_Task description_
Copy every line of the listing below word for word, omitting the pictures.

_Record extracts_
--- Start ---

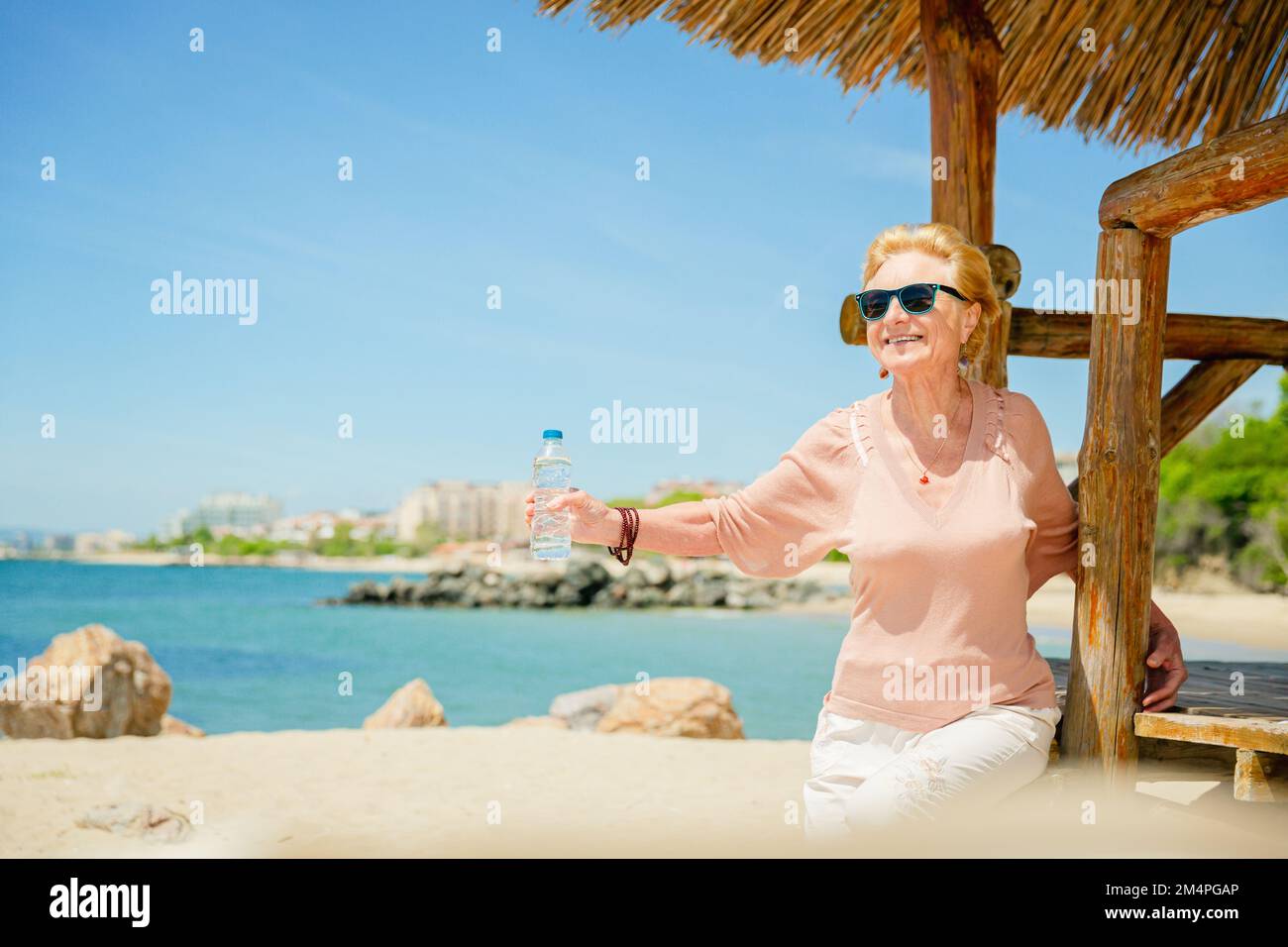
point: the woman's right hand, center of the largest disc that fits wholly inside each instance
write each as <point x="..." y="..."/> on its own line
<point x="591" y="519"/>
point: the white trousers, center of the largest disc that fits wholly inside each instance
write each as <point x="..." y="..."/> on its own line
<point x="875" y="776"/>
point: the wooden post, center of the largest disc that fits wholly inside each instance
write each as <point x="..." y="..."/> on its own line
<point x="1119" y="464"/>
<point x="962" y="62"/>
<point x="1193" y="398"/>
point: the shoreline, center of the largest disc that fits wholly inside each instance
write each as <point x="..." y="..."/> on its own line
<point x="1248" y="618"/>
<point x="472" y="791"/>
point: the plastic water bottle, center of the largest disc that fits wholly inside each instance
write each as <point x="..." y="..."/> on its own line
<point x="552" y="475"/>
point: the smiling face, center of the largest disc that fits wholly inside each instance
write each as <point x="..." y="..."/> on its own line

--- End ---

_Correct result_
point: the woman's right hand, center of the largest disc that fits wholly inside each instance
write each as <point x="..." y="..."/> on its own line
<point x="591" y="519"/>
point: the white trousers, center of the largest disc that fits wholly inside each instance
write each as <point x="..." y="..."/> on its own line
<point x="875" y="776"/>
point: the wooden post, center of the largest disc that fits wholly inside each instance
write each as <point x="..." y="..."/> on its own line
<point x="1119" y="464"/>
<point x="962" y="62"/>
<point x="1193" y="398"/>
point: the shoreline, center of the largest disc that fits wholly inside each instance
write each as <point x="..." y="..."/> on its own line
<point x="1248" y="618"/>
<point x="472" y="791"/>
point: the plastic water bottle, center of the largest disc that fits wholly inside each instance
write each as <point x="..." y="..."/> on its own line
<point x="552" y="475"/>
point: the smiling face, center of the largest disc that fits wholly inside each instance
write each as <point x="..." y="..."/> on its own line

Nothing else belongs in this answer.